_INSTRUCTIONS FOR THE TASK_
Count the lines in the entries below that contain the string "evenodd", with case counting, and give only the number.

_DATASET RECORDS_
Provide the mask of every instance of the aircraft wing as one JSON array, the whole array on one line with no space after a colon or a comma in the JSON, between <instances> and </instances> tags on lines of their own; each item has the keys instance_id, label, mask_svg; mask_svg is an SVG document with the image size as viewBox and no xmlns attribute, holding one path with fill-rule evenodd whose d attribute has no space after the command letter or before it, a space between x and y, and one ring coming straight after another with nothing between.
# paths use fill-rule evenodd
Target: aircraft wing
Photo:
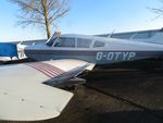
<instances>
[{"instance_id":1,"label":"aircraft wing","mask_svg":"<svg viewBox=\"0 0 163 123\"><path fill-rule=\"evenodd\" d=\"M0 120L38 121L60 115L73 94L43 82L58 76L68 81L89 65L78 60L55 60L0 66Z\"/></svg>"}]
</instances>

_RESULT BELOW_
3